What the exercise asks:
Please quote every row below word for word, leaving the pictures out of your reply.

Data:
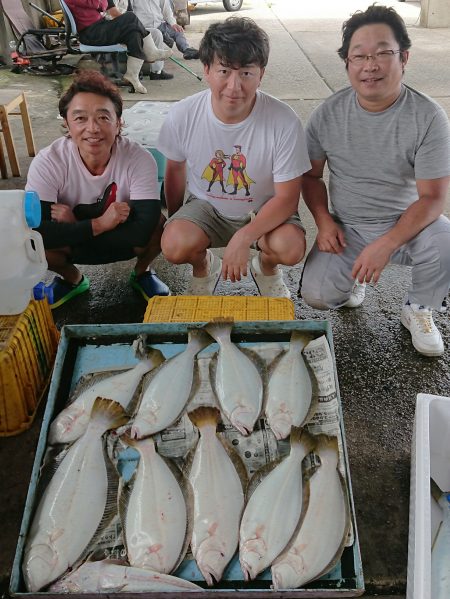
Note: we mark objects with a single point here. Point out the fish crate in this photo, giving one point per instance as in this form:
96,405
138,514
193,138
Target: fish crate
28,344
84,349
193,308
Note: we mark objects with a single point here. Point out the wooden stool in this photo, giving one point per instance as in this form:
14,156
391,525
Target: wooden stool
9,100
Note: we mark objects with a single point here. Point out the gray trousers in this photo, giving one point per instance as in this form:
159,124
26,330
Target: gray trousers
327,281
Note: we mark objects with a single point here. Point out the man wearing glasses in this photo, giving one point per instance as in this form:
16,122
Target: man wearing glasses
387,150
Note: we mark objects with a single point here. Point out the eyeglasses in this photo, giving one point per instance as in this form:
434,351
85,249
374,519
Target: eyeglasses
381,57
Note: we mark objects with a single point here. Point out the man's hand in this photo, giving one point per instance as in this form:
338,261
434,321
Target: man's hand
62,213
116,214
235,259
370,263
330,237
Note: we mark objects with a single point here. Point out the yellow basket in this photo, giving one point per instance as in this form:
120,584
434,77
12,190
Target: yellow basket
190,308
28,344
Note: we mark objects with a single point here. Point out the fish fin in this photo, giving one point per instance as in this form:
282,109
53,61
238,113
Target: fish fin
238,463
259,476
301,435
115,414
204,415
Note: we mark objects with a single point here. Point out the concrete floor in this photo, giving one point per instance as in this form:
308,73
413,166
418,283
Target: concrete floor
379,372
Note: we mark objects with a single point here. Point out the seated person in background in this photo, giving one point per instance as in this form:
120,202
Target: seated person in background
159,14
387,149
243,153
94,29
93,161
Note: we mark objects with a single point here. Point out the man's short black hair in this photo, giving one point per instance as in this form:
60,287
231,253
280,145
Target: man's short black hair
374,14
236,42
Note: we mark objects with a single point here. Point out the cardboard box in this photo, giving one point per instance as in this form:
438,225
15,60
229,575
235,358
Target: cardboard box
87,348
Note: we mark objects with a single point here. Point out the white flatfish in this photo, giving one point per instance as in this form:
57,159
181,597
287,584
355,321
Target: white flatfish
238,383
218,499
289,390
155,522
71,422
109,577
166,395
440,552
73,505
273,510
320,540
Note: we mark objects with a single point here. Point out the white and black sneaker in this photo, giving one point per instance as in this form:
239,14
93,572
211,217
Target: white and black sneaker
425,336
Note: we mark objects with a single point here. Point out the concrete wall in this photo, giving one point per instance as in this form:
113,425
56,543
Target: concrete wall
435,13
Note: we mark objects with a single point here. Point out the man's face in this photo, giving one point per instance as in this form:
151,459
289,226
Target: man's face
93,125
377,82
233,90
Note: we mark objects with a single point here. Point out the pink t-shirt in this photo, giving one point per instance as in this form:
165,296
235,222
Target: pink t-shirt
59,175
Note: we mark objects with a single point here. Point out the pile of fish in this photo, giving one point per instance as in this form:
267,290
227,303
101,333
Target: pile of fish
288,518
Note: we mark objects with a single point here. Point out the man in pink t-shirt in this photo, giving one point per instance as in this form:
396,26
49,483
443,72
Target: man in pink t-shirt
99,193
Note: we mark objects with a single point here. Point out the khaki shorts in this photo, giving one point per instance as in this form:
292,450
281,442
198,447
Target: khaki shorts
218,227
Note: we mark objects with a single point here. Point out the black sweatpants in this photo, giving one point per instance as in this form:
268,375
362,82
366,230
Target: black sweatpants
126,29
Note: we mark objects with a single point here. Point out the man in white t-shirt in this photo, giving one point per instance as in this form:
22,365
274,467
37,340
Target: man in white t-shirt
250,143
99,193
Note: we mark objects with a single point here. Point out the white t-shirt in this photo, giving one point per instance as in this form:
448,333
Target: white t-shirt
59,175
268,146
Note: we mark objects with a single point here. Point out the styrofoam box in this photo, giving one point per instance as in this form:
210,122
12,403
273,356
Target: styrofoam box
87,348
143,121
430,457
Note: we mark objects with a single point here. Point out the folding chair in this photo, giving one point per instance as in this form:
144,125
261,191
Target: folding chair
102,53
32,45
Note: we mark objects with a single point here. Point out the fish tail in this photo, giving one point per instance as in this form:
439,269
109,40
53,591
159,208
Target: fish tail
204,415
326,442
219,328
198,338
301,435
300,339
111,410
154,357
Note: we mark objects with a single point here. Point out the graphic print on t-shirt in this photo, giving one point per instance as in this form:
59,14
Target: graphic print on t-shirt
237,176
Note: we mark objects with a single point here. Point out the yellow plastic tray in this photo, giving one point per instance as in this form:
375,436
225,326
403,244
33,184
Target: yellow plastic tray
28,344
189,308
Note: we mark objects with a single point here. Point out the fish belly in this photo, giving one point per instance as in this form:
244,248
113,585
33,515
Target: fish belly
218,504
68,515
156,518
270,517
239,388
165,397
320,536
289,394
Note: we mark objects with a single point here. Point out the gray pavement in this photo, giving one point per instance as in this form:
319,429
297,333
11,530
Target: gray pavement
379,372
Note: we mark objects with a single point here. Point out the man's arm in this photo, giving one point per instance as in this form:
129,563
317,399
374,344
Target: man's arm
273,214
174,185
330,237
425,210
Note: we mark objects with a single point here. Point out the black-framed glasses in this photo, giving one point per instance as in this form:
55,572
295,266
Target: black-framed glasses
382,56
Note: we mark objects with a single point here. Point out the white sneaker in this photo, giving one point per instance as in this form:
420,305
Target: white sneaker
357,295
425,336
268,285
206,285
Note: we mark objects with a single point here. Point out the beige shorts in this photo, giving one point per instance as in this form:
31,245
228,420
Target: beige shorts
218,227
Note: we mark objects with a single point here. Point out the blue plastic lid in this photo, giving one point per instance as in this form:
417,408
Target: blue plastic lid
32,208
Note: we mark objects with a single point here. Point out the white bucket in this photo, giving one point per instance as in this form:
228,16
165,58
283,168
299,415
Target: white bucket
22,254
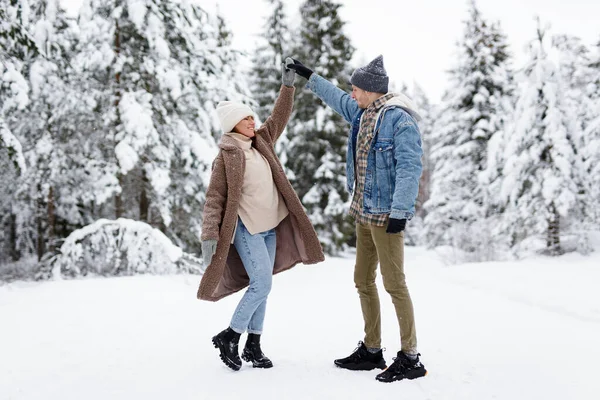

Problem solution:
Note: we mark objects with a single point here. Point out the fish crate in this photo, giving one point per instance as in this form:
96,405
138,514
193,138
Target: fish crate
28,344
84,349
193,308
Note: we mark objects with a single point here. Point out the wooden stool in this photo, giving one point per instance as in this form:
14,156
391,525
Target: wooden stool
9,100
Note: we mark objects with a single point here. Point out the gray trousers in this photo, giving one point per instance as in this form:
159,124
26,330
Target: gray trousers
327,281
Note: we mark objects with a single point here. Point out the man wearing glasses in this photo, giving one point per instance as in this form:
16,122
Target: man wearing glasses
387,150
Note: we mark objects with a single point here. Point out the eyeglasses in this photo, giving one point per instance as in this form:
434,351
85,249
374,519
Target: eyeglasses
381,57
Note: we mark objects with a single point here. Point out the man's hand in this photo, giving one point per instance as in this form:
338,261
434,321
Target: man's hand
62,213
116,214
235,259
370,263
330,237
Note: we mark objects with a single point here. Point out the yellow basket in this photo, giving one point per instance as in this form:
120,584
434,77
12,190
Target: yellow basket
190,308
28,344
Note: we mark objects with a single point here. Point out the fish fin in this photo, giving one point per instance as in this form:
282,109
53,61
238,113
Target: fish fin
238,463
259,476
301,435
115,414
204,415
Note: we mark objects with a single point here. Point out the concrete floor in this photo, giving one point per instance as in this form:
308,73
413,166
418,283
Target: concrete floor
379,372
Note: we mark objects with a single point here. Point out the seated person in background in this photo, giving one point per instance as in this form:
120,202
Target: seated person in background
159,14
387,149
243,153
94,29
93,161
Note: we mark objects with a single point here. Point out the man's short black hair in this photo, giving one point per instance as in this form:
60,287
231,253
280,145
Target: man's short black hair
374,14
236,42
Note: we mark objects with a single point here. Point out the cardboard box in this photo, giving one point per instance as in this form:
438,225
15,60
229,575
235,358
Target: cardboard box
87,348
Note: we mark objects with a single point here. Point out the white flatfish in this photo, giving one point per instance as in this form:
57,159
181,597
287,584
355,321
Target: white flatfish
238,383
218,499
289,390
155,522
71,422
109,577
166,395
440,552
73,505
273,510
320,540
Note: we mark objects with a single point here. Point out the white and black sneaker in this photo, giving one point per instance as in this form:
239,14
93,572
211,217
Target: white and black sneaker
425,336
Note: we mark objects with a single point here. Point out the concrete wall in this photo, giving one point per instance as in this form:
113,425
56,543
Target: concrete wall
435,13
Note: we mark objects with a single point here. Point out the man's face in this photo, giving one point per instance as in this form:
151,459
289,226
Target: man's face
93,125
377,82
233,90
Note: we mark objects with a single point here. Point out the pink t-shirt in this photo, giving one point per instance as in this form:
165,296
235,222
Target: pink t-shirt
59,175
Note: we mark objects with a single point here. Point out the pile of fish in this photo, giving one point per instance as in this form:
267,290
227,303
101,333
Target: pile of fish
288,518
Note: we mark objects with a single point here. Point out the man in pink t-shirt in this photo, giving one point per instance as in this form:
396,26
49,483
443,72
Target: man in pink t-shirt
99,193
Note: we mark objects with a single point here. Point out the khaki shorts in this photo, giving one point per instance as in this form:
292,450
281,442
198,447
Target: khaki shorts
218,227
Note: we mark objects with a single point here. Point out the black sweatpants in this photo, giving one point per instance as in this form:
268,375
362,82
366,230
Target: black sweatpants
126,29
Note: we mark objects with a single point here. Point out the man in white t-shirt in this photo, giving one point per instance as in this form:
22,365
274,467
37,340
Target: man in white t-shirt
250,143
99,193
Note: we mark objects with a single point here. Point out the white t-shirt in this photo, giving one point per instance as in this form:
448,333
Target: white t-shirt
59,175
268,146
Note: we mark objects with a single point here. Point out the styrofoam box in this photo, giving one point per instance as in this form:
210,122
12,403
273,356
Target: styrofoam box
87,348
143,121
430,457
Note: we mark objects with a single point here. Point out the folding chair in this photo, giving one point per instance as in this form:
144,125
261,191
Target: folding chair
102,53
32,45
Note: we mark objects with a single point here. Point out the fish tail in this photo, giving one point per instance as in this form:
439,269
109,40
53,591
159,208
Target: fish tail
204,415
326,442
219,328
198,338
301,435
300,339
111,410
154,357
Note: we mark objects with a single point here. Point out the graphic print on t-shirt in this photo, giving one point per instance as in this form:
59,14
Target: graphic print on t-shirt
237,176
Note: we mark objects with a single point here. Point out the yellow plastic tray in this photo, giving one point per instance as in this form:
375,436
225,326
403,244
33,184
Target: yellow plastic tray
28,344
189,308
Note: we mark objects with a single point here. Point out the fish belly in this photo, giving one point per instance as in this form:
244,248
113,585
33,515
Target: fish belly
218,504
68,515
156,518
270,517
239,388
165,397
320,536
289,394
Note: we mark objects with a single point here. Point out the gray pavement in this photo, giving one point per instance as in this form:
319,429
297,333
11,530
Target: gray pavement
379,372
Note: we mark objects with a single point here. Point out the man's arm in this photo, giving one point per instance as in this form:
129,563
317,399
374,344
Target: man's arm
273,214
174,185
330,237
425,210
Note: we mark objects with a single point here. Point out the black-framed glasses in this photo, giving one point per instance as in this form:
55,572
295,266
Target: black-framed glasses
382,56
Note: we mark objects with a single point here. Point out the white sneaker in this photo, giving one point per instance as in this form:
420,305
Target: white sneaker
357,295
425,336
268,285
206,285
Note: we mark objects with a single point here. Point out the beige shorts in this photo, giving one point per instance as in this form:
31,245
228,420
Target: beige shorts
218,227
Note: we mark objects with a single point here. Point out the blue plastic lid in this photo, giving one point per instance as in this form:
417,408
Target: blue plastic lid
32,208
Note: we mark objects with a single point here. Point out the white bucket in this photo, giving one point per instance as in this form:
228,16
165,58
283,168
299,415
Target: white bucket
22,254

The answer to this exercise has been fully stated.